Provided passage:

The Georgia athletic board endorsed a new six-year contract Wednesday that would keep the game formerly known as “The World’s Largest Outdoor Cocktail Party” in the northeast Florida city through 2016. Athletic director Damon Evans can now finalize negotiations with the city of Jacksonville and Florida officials, nothing more than a formality.

Jacksonville officials made a major concession when they agreed to subsidize Georgia’s travel costs, chartering three planes to fly the team directly from Athens to Jacksonville. That arrangement will actually begin next season, one year before the new contract takes effect.

“The city of Jacksonville is stepping up,” said associate athletic director Frank Crumley. “Our travel time will actually be shorter than Florida’s.”

“The game has always been one of the great traditions in Florida history, and in my opinion, Georgia history, and in college football history,” Gators athletic director Jeremy Foley said. “We’ve always been a proponent of the game being played in Jacksonville, and we’re thrilled it’s going to continue to be played there.”

The game picked up its “Cocktail Party” moniker during the 1950s, which came to symbolize the raucous fans from Georgia and Florida who descended on Jacksonville each year.

In 2006, however, both schools requested the nickname no longer be used after the deaths of two Florida students. Officials felt it worked against their efforts to promote more responsible use of alcohol.

Still, the game is viewed as one of the biggest parties in all of college football.

“It is neat to travel and go down and see a neutral site,” said Brittany Lee, a student representative on the Georgia athletic board.

“So many of my friends call from Ole Miss or Tennessee and say, ‘We want to go to Georgia-Florida. That just seems like so much fun.”’

In addition to settling the future of the Georgia-Florida game, the board also approved $1.2 million from its reserve fund for the planning of an expanded concourse at Stegeman Coliseum, the school’s basketball arena. The total cost of the project was not discussed.

Also, the panel approved $700,000 to design a new pedestrian area behind the north stands of Sanford Stadium. The total cost of that project is expected to be $8.8 million.

Adams said coliseum improvements were vital to improving the men’s basketball program, which is heading into its first season with coach Mark Fox.

“One area of athletics where we have been consistently sub-par is men’s basketball,” Adams said. “We have got to change the support of men’s basketball.”

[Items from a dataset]
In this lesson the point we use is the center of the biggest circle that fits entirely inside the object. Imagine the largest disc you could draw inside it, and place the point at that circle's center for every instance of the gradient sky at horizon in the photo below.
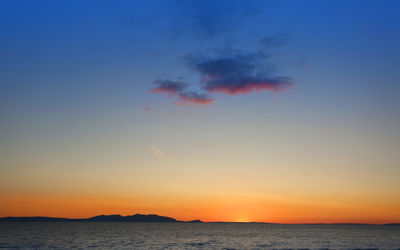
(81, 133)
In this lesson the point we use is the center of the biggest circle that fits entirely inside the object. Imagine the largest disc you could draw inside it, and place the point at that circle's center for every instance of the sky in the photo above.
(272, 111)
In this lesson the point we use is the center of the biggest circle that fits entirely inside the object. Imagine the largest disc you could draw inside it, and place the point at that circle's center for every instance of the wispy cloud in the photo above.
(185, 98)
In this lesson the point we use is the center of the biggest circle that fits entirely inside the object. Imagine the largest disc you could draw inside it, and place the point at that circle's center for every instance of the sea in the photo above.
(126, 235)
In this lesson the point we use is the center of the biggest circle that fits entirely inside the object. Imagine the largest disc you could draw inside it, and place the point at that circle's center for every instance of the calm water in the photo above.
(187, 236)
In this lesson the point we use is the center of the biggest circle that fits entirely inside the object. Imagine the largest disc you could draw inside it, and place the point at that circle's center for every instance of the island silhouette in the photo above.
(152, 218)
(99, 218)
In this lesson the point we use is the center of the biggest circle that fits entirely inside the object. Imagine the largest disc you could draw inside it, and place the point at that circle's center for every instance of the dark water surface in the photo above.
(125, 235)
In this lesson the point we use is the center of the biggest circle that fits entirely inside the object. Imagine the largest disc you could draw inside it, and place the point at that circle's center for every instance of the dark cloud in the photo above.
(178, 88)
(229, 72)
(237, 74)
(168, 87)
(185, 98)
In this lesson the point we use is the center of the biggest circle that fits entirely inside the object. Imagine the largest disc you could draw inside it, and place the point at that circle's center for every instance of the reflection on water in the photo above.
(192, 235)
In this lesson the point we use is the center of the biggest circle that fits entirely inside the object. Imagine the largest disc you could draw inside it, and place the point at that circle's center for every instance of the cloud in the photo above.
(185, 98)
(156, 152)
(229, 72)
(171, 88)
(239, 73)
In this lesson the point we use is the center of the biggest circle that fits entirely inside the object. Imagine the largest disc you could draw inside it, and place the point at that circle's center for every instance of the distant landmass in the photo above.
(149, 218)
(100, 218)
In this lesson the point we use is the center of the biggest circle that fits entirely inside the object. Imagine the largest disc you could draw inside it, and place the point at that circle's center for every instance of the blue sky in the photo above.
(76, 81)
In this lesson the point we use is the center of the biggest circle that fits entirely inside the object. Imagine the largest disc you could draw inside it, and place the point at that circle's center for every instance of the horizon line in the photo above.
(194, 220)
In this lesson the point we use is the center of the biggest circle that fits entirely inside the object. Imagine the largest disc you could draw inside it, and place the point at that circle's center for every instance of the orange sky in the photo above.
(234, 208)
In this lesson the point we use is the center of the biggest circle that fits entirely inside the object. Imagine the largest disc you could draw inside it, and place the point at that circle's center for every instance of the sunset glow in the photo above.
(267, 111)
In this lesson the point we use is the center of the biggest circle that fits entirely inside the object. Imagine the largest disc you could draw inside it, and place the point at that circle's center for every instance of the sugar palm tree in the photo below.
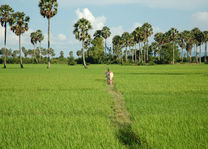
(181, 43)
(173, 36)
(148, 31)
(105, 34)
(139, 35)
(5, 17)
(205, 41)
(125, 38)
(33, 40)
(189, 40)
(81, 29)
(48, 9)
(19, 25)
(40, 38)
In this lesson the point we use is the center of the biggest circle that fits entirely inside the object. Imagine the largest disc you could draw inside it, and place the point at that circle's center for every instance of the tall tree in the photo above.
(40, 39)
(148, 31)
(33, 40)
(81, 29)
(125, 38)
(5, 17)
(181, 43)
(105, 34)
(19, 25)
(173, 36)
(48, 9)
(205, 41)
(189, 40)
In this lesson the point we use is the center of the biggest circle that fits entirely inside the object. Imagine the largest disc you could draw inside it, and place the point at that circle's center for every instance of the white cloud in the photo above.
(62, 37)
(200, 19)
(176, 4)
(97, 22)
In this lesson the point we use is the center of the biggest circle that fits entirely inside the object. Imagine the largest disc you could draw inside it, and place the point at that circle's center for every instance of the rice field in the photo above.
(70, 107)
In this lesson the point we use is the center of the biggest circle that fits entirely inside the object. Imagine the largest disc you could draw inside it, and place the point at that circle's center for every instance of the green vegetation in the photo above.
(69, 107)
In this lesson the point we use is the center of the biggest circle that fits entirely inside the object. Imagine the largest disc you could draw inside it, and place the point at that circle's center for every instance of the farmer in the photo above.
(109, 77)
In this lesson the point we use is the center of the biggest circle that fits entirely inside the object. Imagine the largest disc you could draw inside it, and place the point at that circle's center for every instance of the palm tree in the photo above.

Short task:
According to the article on the Georgia-Florida game contract, how many planes will Jacksonville charter to fly the Georgia team from Athens? The items play no part in the work.

Written solution:
Three planes.